→ THE PROBLEM
Locate the line that contains "Indicate the green pointed". Print it and every subsequent line through the final line of the records, exactly and only those.

→ INPUT FOR THIS TASK
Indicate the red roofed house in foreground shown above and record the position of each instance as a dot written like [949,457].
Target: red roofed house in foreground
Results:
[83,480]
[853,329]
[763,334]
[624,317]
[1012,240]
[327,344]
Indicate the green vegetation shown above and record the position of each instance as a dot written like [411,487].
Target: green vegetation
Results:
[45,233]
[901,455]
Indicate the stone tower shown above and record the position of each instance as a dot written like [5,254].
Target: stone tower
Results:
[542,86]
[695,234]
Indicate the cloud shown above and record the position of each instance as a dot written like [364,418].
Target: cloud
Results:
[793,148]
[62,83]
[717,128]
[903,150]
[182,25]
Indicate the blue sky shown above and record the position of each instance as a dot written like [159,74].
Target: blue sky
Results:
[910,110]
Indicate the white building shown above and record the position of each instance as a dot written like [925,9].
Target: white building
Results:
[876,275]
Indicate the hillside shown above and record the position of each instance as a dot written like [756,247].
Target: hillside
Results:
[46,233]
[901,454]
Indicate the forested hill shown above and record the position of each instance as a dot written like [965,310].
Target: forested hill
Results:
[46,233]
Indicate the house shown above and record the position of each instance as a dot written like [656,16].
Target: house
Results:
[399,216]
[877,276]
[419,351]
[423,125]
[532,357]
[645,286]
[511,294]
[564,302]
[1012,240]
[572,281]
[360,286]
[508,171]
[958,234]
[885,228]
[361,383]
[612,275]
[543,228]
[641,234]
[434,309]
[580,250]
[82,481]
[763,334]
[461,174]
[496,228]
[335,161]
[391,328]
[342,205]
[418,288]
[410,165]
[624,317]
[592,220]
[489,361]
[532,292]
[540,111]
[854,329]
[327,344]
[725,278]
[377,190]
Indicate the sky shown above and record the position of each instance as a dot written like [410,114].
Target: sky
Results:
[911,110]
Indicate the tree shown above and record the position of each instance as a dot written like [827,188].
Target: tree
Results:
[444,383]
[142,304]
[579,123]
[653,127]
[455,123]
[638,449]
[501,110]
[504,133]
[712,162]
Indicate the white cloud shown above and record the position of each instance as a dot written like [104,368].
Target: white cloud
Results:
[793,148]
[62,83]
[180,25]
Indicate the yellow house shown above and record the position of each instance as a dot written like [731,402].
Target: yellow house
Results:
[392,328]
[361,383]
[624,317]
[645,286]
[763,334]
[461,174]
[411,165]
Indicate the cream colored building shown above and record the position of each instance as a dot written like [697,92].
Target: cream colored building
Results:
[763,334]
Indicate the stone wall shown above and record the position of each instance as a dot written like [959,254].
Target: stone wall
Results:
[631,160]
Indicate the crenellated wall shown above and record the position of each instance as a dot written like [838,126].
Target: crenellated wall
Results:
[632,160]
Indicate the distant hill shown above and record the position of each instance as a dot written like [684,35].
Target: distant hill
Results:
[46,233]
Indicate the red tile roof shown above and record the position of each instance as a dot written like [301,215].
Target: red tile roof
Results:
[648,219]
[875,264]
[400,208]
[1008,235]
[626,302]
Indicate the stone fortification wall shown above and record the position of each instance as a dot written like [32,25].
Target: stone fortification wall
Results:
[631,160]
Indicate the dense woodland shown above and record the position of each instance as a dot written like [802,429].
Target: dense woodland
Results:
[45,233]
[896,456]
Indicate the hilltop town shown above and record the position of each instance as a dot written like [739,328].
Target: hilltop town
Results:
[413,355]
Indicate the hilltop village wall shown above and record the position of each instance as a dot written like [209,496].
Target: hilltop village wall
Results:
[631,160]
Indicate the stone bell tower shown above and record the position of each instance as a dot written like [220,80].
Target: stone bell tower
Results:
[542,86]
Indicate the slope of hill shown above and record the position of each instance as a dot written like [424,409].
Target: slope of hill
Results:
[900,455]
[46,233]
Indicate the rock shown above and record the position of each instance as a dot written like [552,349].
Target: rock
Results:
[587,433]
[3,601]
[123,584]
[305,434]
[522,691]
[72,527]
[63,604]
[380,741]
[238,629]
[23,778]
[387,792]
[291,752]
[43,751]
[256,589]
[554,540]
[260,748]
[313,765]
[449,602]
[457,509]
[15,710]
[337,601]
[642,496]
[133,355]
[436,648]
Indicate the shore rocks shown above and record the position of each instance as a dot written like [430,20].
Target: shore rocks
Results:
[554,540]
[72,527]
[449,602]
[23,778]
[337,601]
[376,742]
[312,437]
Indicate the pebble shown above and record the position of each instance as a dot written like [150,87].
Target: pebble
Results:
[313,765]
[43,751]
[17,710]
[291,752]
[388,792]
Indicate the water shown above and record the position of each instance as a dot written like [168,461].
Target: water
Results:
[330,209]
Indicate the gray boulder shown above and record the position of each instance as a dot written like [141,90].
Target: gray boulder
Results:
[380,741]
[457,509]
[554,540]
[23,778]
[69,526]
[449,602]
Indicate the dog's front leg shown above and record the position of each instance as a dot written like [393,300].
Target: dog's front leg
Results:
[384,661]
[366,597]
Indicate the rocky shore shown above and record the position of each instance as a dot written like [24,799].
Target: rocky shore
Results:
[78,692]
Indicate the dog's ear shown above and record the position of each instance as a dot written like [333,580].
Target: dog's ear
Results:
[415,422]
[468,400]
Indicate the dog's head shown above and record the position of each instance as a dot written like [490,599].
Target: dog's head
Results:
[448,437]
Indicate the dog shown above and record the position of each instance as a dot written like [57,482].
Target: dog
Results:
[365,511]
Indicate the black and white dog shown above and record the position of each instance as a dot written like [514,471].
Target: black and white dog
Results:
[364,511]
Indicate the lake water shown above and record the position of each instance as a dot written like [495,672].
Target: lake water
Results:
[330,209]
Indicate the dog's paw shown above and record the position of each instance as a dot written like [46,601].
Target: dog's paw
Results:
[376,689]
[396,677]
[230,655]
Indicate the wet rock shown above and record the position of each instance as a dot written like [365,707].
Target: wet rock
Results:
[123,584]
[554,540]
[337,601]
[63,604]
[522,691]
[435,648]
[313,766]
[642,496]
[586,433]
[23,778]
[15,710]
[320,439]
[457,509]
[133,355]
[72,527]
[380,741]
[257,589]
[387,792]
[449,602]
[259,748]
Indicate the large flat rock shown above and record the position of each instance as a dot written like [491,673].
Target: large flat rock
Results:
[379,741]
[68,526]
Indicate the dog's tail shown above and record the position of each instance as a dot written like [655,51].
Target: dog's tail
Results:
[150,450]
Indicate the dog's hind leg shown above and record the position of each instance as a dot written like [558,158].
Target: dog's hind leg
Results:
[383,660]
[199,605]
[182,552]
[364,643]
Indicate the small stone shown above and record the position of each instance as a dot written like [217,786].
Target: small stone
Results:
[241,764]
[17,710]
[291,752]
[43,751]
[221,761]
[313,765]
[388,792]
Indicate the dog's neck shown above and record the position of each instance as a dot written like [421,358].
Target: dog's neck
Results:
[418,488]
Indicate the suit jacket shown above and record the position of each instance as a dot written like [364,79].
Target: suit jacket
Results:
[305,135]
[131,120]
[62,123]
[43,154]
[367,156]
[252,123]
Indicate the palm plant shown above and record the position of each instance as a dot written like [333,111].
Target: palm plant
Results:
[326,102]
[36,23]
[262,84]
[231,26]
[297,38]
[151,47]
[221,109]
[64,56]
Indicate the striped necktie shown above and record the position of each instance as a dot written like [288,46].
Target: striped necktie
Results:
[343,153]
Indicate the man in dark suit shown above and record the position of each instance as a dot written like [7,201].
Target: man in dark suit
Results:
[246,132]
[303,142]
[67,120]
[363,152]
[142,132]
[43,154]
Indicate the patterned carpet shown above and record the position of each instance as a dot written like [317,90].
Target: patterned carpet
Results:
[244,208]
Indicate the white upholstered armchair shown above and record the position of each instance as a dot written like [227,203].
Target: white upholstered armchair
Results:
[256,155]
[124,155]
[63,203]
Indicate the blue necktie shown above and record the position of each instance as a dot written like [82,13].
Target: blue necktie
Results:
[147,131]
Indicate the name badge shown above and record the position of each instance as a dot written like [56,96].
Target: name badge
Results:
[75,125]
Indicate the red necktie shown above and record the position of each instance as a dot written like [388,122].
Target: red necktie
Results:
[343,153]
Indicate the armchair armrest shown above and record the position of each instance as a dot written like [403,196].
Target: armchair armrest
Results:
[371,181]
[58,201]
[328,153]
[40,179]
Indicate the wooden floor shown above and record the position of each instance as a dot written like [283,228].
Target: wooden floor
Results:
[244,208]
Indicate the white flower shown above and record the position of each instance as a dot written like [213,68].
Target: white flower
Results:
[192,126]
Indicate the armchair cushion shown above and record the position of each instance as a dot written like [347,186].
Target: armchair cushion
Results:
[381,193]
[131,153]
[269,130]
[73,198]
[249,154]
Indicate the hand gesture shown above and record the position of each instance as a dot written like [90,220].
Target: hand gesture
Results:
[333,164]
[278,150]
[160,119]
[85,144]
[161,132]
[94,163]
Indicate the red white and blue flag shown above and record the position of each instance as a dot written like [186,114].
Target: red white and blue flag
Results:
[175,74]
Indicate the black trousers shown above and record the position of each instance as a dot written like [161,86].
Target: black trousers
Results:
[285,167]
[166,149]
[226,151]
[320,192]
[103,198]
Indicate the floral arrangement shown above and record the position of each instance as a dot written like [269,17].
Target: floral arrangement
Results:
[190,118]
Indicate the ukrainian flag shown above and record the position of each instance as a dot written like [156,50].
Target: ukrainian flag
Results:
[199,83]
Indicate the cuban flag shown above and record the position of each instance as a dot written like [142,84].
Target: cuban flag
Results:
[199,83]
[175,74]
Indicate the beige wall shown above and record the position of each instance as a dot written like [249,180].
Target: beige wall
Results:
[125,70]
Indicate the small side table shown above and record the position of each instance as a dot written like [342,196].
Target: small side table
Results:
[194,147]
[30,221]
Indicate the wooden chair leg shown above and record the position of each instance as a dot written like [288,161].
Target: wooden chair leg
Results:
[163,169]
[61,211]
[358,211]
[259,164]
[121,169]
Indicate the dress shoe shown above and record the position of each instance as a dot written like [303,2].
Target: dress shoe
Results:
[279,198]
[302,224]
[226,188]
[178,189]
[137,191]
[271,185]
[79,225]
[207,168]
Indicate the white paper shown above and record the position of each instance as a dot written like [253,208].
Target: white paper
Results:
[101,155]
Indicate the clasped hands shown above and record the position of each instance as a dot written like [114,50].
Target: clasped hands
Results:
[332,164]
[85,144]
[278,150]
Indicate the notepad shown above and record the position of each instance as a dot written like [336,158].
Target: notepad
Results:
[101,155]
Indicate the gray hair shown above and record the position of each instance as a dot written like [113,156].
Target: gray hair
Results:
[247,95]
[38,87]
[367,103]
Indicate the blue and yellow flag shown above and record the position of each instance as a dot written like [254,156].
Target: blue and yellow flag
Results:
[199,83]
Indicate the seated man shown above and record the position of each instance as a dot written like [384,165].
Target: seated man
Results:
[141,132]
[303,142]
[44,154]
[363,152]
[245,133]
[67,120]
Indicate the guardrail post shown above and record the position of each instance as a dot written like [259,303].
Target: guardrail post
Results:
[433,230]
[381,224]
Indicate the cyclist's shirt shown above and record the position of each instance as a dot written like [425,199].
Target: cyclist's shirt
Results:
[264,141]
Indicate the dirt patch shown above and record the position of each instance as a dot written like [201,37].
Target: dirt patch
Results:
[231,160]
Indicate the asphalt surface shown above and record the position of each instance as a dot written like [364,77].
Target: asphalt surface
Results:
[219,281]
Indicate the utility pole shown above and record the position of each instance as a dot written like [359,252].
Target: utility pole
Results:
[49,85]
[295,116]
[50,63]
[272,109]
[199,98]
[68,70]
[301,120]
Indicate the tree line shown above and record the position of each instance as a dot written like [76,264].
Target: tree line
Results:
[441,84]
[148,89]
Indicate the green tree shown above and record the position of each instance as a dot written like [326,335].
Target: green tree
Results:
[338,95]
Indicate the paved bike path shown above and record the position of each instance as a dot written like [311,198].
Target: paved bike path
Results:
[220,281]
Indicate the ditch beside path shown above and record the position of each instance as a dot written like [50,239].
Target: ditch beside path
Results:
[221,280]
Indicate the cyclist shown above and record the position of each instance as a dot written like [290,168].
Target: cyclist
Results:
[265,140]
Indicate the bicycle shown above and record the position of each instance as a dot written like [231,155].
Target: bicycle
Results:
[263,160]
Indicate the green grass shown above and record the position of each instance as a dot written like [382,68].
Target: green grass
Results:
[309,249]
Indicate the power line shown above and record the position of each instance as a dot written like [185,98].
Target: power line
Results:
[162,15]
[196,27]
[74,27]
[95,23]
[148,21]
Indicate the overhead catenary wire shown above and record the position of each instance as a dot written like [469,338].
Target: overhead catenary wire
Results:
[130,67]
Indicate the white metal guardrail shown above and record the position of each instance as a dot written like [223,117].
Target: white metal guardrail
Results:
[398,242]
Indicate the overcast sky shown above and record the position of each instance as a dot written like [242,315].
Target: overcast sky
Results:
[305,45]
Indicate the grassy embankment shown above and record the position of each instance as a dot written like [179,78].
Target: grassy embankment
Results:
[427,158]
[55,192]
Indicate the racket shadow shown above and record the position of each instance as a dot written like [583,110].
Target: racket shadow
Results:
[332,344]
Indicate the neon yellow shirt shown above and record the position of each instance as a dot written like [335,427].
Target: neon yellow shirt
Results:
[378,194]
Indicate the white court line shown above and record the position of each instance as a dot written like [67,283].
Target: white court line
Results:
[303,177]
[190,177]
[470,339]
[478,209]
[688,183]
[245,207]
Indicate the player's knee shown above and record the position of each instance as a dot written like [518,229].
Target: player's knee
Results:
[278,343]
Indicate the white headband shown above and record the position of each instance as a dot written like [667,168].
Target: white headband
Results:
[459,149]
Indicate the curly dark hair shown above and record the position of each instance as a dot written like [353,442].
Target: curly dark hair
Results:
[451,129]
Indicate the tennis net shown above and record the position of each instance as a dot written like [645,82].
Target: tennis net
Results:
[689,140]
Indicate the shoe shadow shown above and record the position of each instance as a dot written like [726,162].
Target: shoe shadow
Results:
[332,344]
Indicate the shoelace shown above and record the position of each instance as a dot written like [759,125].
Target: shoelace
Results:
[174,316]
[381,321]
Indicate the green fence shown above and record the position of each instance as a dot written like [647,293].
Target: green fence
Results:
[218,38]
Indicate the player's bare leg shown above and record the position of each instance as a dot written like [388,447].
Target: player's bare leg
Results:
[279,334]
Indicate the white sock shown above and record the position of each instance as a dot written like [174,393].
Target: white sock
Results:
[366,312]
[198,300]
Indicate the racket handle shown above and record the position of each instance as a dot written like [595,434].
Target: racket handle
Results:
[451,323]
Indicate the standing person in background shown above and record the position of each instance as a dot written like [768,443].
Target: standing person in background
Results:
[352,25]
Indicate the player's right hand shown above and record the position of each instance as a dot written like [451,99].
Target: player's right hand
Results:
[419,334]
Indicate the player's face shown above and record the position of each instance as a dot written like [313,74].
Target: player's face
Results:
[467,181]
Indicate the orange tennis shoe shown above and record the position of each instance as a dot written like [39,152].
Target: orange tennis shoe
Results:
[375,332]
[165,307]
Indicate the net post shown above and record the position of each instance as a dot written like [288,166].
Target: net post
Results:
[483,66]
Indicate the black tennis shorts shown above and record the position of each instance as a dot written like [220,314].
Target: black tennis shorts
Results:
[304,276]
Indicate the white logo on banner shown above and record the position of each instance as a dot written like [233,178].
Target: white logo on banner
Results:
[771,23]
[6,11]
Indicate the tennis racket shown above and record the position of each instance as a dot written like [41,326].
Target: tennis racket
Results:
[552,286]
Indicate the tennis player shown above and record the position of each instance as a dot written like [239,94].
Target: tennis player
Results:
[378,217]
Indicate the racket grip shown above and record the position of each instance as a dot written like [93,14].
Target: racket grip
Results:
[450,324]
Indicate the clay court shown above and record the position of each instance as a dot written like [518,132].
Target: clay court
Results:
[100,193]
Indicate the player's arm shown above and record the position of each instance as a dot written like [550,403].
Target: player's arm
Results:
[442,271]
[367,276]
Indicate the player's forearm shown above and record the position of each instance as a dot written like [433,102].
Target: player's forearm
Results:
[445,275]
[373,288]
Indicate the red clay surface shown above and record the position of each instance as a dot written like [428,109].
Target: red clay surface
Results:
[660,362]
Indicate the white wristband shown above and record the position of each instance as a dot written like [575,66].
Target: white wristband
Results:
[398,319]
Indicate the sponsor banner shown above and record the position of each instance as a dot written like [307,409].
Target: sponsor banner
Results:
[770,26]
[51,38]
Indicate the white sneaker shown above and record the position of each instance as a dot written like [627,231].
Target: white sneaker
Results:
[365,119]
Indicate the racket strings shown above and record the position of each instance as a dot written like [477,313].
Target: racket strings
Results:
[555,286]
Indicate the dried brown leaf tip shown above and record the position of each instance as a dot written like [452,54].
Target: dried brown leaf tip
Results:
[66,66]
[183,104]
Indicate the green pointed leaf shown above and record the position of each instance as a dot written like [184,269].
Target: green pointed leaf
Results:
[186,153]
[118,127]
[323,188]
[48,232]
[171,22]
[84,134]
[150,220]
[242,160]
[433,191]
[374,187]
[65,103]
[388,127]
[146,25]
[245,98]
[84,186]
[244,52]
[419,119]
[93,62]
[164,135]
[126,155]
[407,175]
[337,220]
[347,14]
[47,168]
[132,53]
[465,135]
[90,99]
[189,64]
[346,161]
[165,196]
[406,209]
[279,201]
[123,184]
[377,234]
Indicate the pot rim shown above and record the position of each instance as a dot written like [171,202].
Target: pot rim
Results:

→ RESPONSE TO THIS EXERCISE
Indicate the green pointed leaf shown above and record the position of each instance as a dot written like [184,269].
Target: green pointed leaf
Results:
[186,153]
[118,127]
[323,188]
[48,232]
[171,22]
[84,134]
[150,220]
[242,160]
[433,191]
[374,187]
[65,103]
[388,127]
[146,25]
[245,98]
[84,186]
[244,52]
[419,119]
[93,62]
[164,135]
[126,155]
[407,175]
[337,220]
[347,14]
[47,168]
[132,53]
[465,135]
[90,99]
[189,64]
[346,161]
[165,196]
[406,209]
[279,201]
[123,184]
[377,234]
Indicate the pot rim shown above and record the position of each instance as a dot written like [171,202].
Target: pot rim
Results:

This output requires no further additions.